▸ **Objective**: Recast the rows below as a numbered list, omitting any blank lines.
--- start of Record excerpts ---
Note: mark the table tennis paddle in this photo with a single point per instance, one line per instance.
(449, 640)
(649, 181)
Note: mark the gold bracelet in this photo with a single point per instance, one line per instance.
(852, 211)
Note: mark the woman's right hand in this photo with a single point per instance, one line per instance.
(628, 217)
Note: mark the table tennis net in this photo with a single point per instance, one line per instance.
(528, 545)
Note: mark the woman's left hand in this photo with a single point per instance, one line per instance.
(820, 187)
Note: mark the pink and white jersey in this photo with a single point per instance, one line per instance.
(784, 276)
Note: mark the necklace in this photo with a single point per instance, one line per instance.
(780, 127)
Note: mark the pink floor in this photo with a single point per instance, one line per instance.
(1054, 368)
--- end of Record excerpts ---
▸ **Answer to the exercise**:
1. Note: mark the table tennis paddle in this photo with a single point per instance, one line per instance.
2. (449, 640)
3. (649, 181)
4. Note: mark the gold bracelet in this photo with a single point per instance, one line per instance.
5. (852, 211)
6. Note: mark the woman's right hand in this photo with a single point per instance, one line per instance.
7. (628, 217)
8. Note: mark the table tennis net in this photo with a single point per instance, one line per instance.
9. (528, 545)
10. Note: mark the woman's left hand in this photo with a single point per instance, one line per instance.
11. (820, 187)
12. Note: mark the pink and white jersey in this photo with a single point per instance, one line per instance.
13. (784, 276)
14. Note: mark the necklace in this photo with a single point per instance, one line per instance.
15. (780, 127)
16. Note: mark the pink floor in this photo with a single point per instance, one line per instance.
17. (1054, 368)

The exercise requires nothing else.